▶ [SHORT EXERCISE]:
Reproduce each line exactly. Skip none.
☆ ☆ ☆ ☆ ☆ ☆ ☆
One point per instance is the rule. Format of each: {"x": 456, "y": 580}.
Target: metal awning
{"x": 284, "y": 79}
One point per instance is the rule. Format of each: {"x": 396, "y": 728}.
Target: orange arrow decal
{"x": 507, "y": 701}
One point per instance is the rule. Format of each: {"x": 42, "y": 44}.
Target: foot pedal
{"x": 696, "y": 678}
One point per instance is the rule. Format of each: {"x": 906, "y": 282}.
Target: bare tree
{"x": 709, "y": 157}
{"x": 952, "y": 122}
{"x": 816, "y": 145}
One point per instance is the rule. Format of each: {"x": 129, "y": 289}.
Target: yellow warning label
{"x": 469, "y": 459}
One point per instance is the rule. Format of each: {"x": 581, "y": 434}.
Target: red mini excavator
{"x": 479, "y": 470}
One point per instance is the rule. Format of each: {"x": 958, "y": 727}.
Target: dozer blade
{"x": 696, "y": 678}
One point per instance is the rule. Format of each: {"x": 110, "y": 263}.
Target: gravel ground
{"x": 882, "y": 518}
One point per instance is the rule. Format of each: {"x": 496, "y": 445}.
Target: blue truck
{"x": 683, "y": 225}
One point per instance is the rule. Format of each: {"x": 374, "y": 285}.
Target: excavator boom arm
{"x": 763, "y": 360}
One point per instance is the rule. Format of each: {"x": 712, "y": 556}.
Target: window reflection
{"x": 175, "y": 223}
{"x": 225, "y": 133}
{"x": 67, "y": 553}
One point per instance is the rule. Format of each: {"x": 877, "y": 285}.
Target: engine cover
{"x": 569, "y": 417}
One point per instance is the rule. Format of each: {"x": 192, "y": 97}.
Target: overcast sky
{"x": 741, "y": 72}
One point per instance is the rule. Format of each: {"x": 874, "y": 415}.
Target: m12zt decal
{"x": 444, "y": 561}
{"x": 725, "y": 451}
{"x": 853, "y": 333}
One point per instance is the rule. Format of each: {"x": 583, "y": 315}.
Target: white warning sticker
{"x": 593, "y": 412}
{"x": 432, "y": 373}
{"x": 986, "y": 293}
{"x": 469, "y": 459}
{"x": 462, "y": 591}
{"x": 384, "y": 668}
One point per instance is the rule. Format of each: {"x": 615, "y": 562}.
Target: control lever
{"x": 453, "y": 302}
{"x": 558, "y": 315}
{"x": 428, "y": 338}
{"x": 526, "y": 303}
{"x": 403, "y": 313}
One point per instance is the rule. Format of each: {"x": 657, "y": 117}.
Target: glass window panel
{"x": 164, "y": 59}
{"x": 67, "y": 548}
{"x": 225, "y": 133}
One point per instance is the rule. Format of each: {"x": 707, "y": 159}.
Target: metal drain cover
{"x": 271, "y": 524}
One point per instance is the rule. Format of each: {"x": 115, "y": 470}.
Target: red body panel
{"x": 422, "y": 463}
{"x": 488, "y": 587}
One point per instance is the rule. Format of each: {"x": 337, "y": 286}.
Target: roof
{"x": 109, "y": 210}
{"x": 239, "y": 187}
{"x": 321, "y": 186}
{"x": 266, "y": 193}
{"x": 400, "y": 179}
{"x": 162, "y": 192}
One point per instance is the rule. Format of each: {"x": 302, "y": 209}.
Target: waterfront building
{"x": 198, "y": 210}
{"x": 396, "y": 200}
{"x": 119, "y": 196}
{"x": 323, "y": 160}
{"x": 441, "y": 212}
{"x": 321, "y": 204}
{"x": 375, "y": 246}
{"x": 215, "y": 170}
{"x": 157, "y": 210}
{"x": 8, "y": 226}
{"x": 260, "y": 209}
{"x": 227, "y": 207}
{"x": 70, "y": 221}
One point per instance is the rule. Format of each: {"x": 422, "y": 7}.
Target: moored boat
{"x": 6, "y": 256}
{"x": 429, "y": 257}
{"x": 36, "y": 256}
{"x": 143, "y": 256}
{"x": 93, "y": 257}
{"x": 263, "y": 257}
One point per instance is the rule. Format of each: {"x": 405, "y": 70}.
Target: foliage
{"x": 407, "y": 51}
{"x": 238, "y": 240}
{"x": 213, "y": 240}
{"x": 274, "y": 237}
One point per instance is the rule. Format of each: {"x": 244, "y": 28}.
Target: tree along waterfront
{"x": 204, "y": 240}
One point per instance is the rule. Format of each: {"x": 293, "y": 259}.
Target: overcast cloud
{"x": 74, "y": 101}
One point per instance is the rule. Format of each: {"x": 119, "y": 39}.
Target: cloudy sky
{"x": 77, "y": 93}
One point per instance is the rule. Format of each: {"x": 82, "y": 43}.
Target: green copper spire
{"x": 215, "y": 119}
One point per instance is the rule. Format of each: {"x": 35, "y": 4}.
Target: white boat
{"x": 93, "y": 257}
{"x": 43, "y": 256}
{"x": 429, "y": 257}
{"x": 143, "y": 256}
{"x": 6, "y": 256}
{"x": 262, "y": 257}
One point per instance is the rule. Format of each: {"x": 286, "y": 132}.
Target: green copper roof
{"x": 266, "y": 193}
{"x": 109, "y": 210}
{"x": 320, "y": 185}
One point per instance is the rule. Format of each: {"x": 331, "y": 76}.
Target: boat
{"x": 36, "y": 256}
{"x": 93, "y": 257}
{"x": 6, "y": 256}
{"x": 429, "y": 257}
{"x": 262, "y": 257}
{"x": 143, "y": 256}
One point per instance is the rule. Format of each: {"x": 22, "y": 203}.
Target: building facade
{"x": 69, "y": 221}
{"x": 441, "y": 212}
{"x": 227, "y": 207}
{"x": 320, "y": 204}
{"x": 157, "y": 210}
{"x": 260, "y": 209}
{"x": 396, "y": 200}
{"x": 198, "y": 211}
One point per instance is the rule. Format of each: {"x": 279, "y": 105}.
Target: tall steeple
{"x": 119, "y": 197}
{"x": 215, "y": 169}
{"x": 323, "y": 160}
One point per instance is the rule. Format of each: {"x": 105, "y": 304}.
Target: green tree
☆ ☆ ☆ ☆ ☆ ☆ ☆
▶ [ANSWER TO THIS TASK]:
One point per instance is the rule. Format of each: {"x": 456, "y": 580}.
Target: metal awning
{"x": 284, "y": 79}
One point per instance is the rule. Format of each: {"x": 396, "y": 728}.
Target: orange arrow decal
{"x": 507, "y": 701}
One point per instance is the rule. Format of each: {"x": 42, "y": 44}.
Target: foot pedal
{"x": 696, "y": 678}
One point per instance is the rule. Format of each: {"x": 906, "y": 282}.
Target: bare tree
{"x": 709, "y": 157}
{"x": 952, "y": 122}
{"x": 816, "y": 145}
One point per instance is the rule. Format of each: {"x": 129, "y": 289}.
Target: yellow warning label
{"x": 469, "y": 459}
One point per instance is the rule. Format of each: {"x": 581, "y": 434}.
Target: red mini excavator
{"x": 479, "y": 470}
One point per instance is the rule. Format of each: {"x": 958, "y": 727}.
Target: dozer blade
{"x": 696, "y": 678}
One point per instance is the rule. Format of each: {"x": 110, "y": 263}.
Target: gravel ground
{"x": 882, "y": 518}
One point per instance is the rule. Format of each: {"x": 496, "y": 445}.
Target: blue truck
{"x": 683, "y": 225}
One point per instance is the rule. Format of each: {"x": 374, "y": 285}.
Target: excavator boom arm
{"x": 763, "y": 360}
One point per instance is the rule. Format of each: {"x": 712, "y": 556}.
Target: window reflection
{"x": 175, "y": 223}
{"x": 225, "y": 133}
{"x": 67, "y": 553}
One point per instance is the rule. Format of each: {"x": 877, "y": 285}.
Target: engine cover
{"x": 569, "y": 417}
One point per instance is the rule. Format of each: {"x": 192, "y": 97}.
Target: overcast sky
{"x": 741, "y": 72}
One point per instance is the rule. Format of each: {"x": 874, "y": 415}.
Target: m12zt decal
{"x": 444, "y": 561}
{"x": 725, "y": 451}
{"x": 853, "y": 333}
One point per instance is the rule. Format of each: {"x": 583, "y": 315}.
Target: white warning sticker
{"x": 593, "y": 412}
{"x": 432, "y": 373}
{"x": 986, "y": 293}
{"x": 469, "y": 459}
{"x": 462, "y": 591}
{"x": 384, "y": 668}
One point per instance is the rule. Format of each: {"x": 615, "y": 562}.
Target: control lever
{"x": 453, "y": 302}
{"x": 558, "y": 315}
{"x": 428, "y": 338}
{"x": 526, "y": 303}
{"x": 403, "y": 313}
One point per instance is the rule. Format of each: {"x": 657, "y": 117}.
Target: glass window panel
{"x": 164, "y": 59}
{"x": 67, "y": 548}
{"x": 225, "y": 133}
One point per instance is the rule. Format of each: {"x": 707, "y": 159}.
Target: metal drain cover
{"x": 271, "y": 524}
One point per instance is the rule. Format of each: {"x": 115, "y": 470}.
Target: red body panel
{"x": 422, "y": 463}
{"x": 488, "y": 587}
One point per instance is the rule. Format of each: {"x": 337, "y": 286}.
Target: roof
{"x": 109, "y": 210}
{"x": 239, "y": 187}
{"x": 321, "y": 186}
{"x": 266, "y": 193}
{"x": 400, "y": 179}
{"x": 162, "y": 192}
One point per instance is the rule. Format of each: {"x": 302, "y": 209}.
Target: waterfront building
{"x": 198, "y": 210}
{"x": 396, "y": 200}
{"x": 119, "y": 196}
{"x": 323, "y": 160}
{"x": 441, "y": 212}
{"x": 321, "y": 204}
{"x": 375, "y": 246}
{"x": 215, "y": 170}
{"x": 157, "y": 210}
{"x": 8, "y": 226}
{"x": 260, "y": 209}
{"x": 227, "y": 207}
{"x": 70, "y": 221}
One point per instance is the rule. Format of each: {"x": 422, "y": 7}.
Target: moored boat
{"x": 6, "y": 256}
{"x": 429, "y": 257}
{"x": 36, "y": 256}
{"x": 143, "y": 256}
{"x": 93, "y": 257}
{"x": 263, "y": 257}
One point per instance is the rule. Format of each: {"x": 405, "y": 70}.
Target: foliage
{"x": 407, "y": 51}
{"x": 238, "y": 240}
{"x": 213, "y": 240}
{"x": 274, "y": 237}
One point per instance is the rule. Format of each: {"x": 244, "y": 28}.
Target: tree along waterfront
{"x": 204, "y": 240}
One point per instance is the rule. Format of each: {"x": 293, "y": 259}.
Target: overcast cloud
{"x": 74, "y": 101}
One point per instance is the rule. Format of each: {"x": 119, "y": 39}.
Target: cloudy sky
{"x": 77, "y": 93}
One point per instance is the rule. Format of each: {"x": 82, "y": 43}.
Target: green copper spire
{"x": 215, "y": 119}
One point per instance is the rule. Format of each: {"x": 35, "y": 4}.
Target: white boat
{"x": 93, "y": 257}
{"x": 43, "y": 256}
{"x": 429, "y": 257}
{"x": 143, "y": 256}
{"x": 6, "y": 256}
{"x": 262, "y": 257}
One point per instance is the rule. Format of each: {"x": 286, "y": 132}.
Target: green copper roof
{"x": 266, "y": 193}
{"x": 109, "y": 210}
{"x": 320, "y": 185}
One point per instance is the rule. Format of each: {"x": 331, "y": 76}.
Target: boat
{"x": 36, "y": 256}
{"x": 93, "y": 257}
{"x": 6, "y": 256}
{"x": 429, "y": 257}
{"x": 262, "y": 257}
{"x": 143, "y": 256}
One point per instance is the rule. Format of each: {"x": 22, "y": 203}.
Target: building facade
{"x": 69, "y": 221}
{"x": 441, "y": 212}
{"x": 227, "y": 207}
{"x": 320, "y": 204}
{"x": 157, "y": 210}
{"x": 260, "y": 209}
{"x": 396, "y": 200}
{"x": 198, "y": 211}
One point per instance is the rule. Format of each: {"x": 279, "y": 105}.
Target: tall steeple
{"x": 119, "y": 197}
{"x": 215, "y": 169}
{"x": 323, "y": 160}
One point per instance is the rule. Format of each: {"x": 105, "y": 304}.
Target: green tree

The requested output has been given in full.